**GOAL:** Change "Kindly pin" to "Please mark" in every row below, leaving all other text as it is. Omit the pictures from your reply.

Point labeling dataset excerpts
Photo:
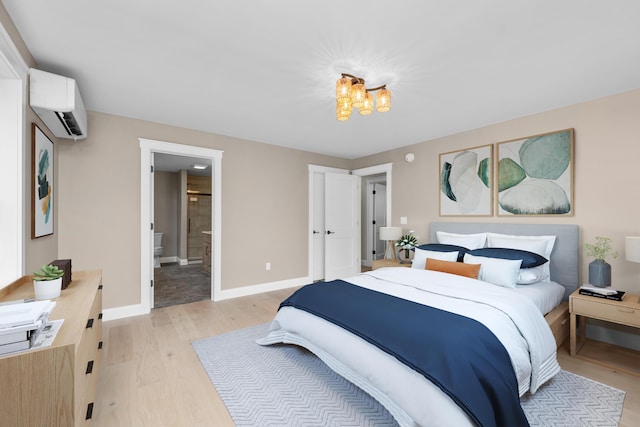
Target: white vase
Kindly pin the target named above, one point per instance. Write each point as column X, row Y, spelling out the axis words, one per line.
column 47, row 289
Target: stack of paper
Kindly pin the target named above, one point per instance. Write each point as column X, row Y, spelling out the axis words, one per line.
column 603, row 291
column 20, row 324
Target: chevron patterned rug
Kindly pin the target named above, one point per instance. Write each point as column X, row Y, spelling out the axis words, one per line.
column 285, row 385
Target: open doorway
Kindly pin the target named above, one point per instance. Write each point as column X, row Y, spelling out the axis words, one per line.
column 182, row 226
column 317, row 227
column 152, row 151
column 376, row 210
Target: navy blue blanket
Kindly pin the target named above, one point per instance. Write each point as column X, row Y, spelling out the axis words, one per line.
column 459, row 355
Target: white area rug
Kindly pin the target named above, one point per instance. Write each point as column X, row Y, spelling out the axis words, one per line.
column 285, row 385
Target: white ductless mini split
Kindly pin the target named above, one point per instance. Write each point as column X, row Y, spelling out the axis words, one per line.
column 56, row 100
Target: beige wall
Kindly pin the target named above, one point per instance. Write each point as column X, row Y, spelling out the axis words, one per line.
column 606, row 180
column 264, row 204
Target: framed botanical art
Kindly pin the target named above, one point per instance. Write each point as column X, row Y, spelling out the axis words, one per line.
column 41, row 183
column 535, row 175
column 466, row 178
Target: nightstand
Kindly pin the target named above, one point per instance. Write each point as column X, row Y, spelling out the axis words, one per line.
column 379, row 263
column 625, row 312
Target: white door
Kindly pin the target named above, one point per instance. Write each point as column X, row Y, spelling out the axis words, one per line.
column 342, row 225
column 380, row 218
column 152, row 231
column 318, row 228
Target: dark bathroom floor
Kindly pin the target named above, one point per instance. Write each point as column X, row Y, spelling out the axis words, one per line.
column 180, row 284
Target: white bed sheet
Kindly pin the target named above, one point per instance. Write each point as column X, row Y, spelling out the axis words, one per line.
column 409, row 396
column 545, row 295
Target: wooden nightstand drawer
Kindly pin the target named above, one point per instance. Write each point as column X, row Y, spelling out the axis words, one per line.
column 609, row 311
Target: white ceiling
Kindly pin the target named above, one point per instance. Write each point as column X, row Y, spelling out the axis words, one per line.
column 266, row 70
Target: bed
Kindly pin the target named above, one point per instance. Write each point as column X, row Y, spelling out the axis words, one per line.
column 344, row 332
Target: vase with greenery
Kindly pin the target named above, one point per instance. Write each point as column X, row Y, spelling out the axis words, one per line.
column 599, row 268
column 406, row 243
column 47, row 282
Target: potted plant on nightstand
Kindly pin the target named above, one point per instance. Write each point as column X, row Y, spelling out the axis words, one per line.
column 406, row 243
column 47, row 283
column 599, row 268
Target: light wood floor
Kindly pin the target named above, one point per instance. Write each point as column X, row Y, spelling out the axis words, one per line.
column 151, row 376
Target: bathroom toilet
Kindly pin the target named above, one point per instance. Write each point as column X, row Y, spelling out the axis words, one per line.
column 157, row 249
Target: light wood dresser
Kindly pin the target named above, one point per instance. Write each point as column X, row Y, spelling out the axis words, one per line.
column 56, row 386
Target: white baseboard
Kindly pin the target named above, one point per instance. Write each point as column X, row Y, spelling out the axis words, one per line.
column 261, row 288
column 123, row 312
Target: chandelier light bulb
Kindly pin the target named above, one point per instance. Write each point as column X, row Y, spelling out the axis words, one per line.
column 351, row 93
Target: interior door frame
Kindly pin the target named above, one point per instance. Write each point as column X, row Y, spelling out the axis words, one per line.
column 371, row 170
column 147, row 148
column 14, row 74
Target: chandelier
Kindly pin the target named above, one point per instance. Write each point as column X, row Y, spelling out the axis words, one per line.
column 351, row 93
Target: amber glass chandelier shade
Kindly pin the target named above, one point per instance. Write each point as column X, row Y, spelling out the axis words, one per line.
column 383, row 100
column 343, row 89
column 367, row 104
column 343, row 109
column 358, row 92
column 351, row 93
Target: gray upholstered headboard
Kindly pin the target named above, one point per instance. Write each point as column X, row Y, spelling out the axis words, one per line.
column 564, row 257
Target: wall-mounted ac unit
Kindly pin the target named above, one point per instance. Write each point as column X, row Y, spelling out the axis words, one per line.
column 56, row 100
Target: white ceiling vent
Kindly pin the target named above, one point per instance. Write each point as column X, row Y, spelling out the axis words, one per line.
column 56, row 100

**EXPECTED ANSWER:**
Photo:
Target: white vase
Please mark the target named above, one point per instance. Write each point as column X, row Y, spelling out the axis words, one per line.
column 47, row 289
Target: stack of paper
Please mark the target named above, one point per instance. Write each point as column X, row Y, spelling out the axis words, one per line.
column 603, row 291
column 20, row 324
Target: chevron patterned rug
Please mark the target named above, one point per instance. Write each point as column X, row Y, spelling out the axis words, one per line.
column 285, row 385
Target: open doorway
Please mark the target named above, one point per instance. Write each point as column X, row Y, spelling out the axis words, one per line.
column 182, row 226
column 317, row 227
column 152, row 151
column 376, row 210
Target: navy blue blanket
Please mark the target named above, one point per instance. Write each point as column X, row Y, spelling out the axis words, one per line.
column 459, row 355
Target: white area rug
Please mark the target named above, one point per instance. Write each point as column X, row Y, spelling out the axis words, one per line.
column 285, row 385
Target: white ductless mini split
Please mark the target named above, one point per instance. Write each point as column X, row Y, spelling out the axis words, one per line.
column 56, row 100
Target: beige wall
Please mark the target named above, one point per instance. Write each point as column X, row Y, spelling out the axis words, one per line.
column 606, row 180
column 264, row 204
Target: framed botanical art
Please mark the target named above, one point per instance. Write each point as column X, row Y, spelling out the axis words, one per line.
column 41, row 183
column 535, row 175
column 466, row 178
Target: nightstand
Please mark the target named above, one point per instance. Write each point as column X, row Y, spelling out the axis words, one per line.
column 379, row 263
column 625, row 312
Target: white door
Please mark the target named above, one point per instance. Write each point as column X, row Y, spelling out the axis words, one per line.
column 342, row 225
column 380, row 218
column 152, row 231
column 318, row 228
Target: dark bathroom floor
Please mark the target named above, one point per instance. Write each point as column X, row Y, spelling out the axis words, one per line.
column 180, row 284
Target: white bed sheet
Please mark the target named above, one point per instance. Write each point as column X, row Y, spelling out the axis words, one per line.
column 409, row 396
column 545, row 295
Target: wooden nightstand drawer
Please mark the target named above, one point per instance. Write each point as column X, row Y, spelling out the axis words, one per line.
column 609, row 311
Target: white ceiling
Please mark the target named above, one point per instance. Write each point as column X, row Y, spelling out the axis words, one per line.
column 266, row 70
Target: bed
Please mark the target named above, one point per instance. Write each point as column X, row Y, spelling out the axis words, one per line.
column 344, row 332
Target: vase with greenery
Please mark the target named above, one point per instance. Write each point as column X, row Y, spelling out the axis words, one per line.
column 599, row 268
column 406, row 243
column 47, row 282
Target: potted plant on nightstand
Please mark the target named above, one point per instance. Write each point as column X, row Y, spelling out the axis words, one per line.
column 406, row 243
column 47, row 283
column 599, row 268
Target: light wood floor
Please mark the target named above, one point per instance. Write each point as column X, row Y, spelling out the axis words, one per line.
column 151, row 376
Target: bathroom toilet
Please mark the target named above, one point per instance. Write each point as column X, row Y, spelling out the axis words, one per line.
column 157, row 249
Target: light wood dresser
Please mark the target named above, one point per instance. Write each point as column X, row Y, spelling out the axis words, one per line.
column 56, row 386
Target: white baseboard
Please mark the target named above, one point per instance. Write each point as column X, row Y, spelling out the axis words, one per line.
column 261, row 288
column 123, row 312
Target: chandelier light bulb
Please mark the target named above, one point per instance. Write each point as column X, row Y, spelling out the axis words, one per line.
column 351, row 93
Target: interior door frame
Please mark the target named above, one point per instance. Write each point as column X, row Y, spelling out the axis words, one per line.
column 371, row 170
column 147, row 148
column 14, row 74
Target: chandelier
Please mark the target named above, one point per instance. Write each point as column X, row Y, spelling out the axis words, one per line.
column 351, row 93
Target: amber glass chandelier shade
Please mark the target named above, one point per instance. Write each point as column X, row Y, spelling out the axis words, one per line.
column 383, row 100
column 343, row 89
column 367, row 104
column 343, row 109
column 358, row 92
column 351, row 93
Target: gray upholstered headboard
Please mark the target named above, one point per instance. Write each point as column X, row Y, spelling out the axis words, one per line.
column 564, row 257
Target: wall-mounted ac unit
Please mark the target named above, one point per instance. Write each point as column X, row Y, spelling out the axis words, one per line.
column 56, row 100
Target: white ceiling vent
Please mark the target named above, one point per instance. Write each point as column X, row Y, spelling out the axis words, one per line.
column 56, row 100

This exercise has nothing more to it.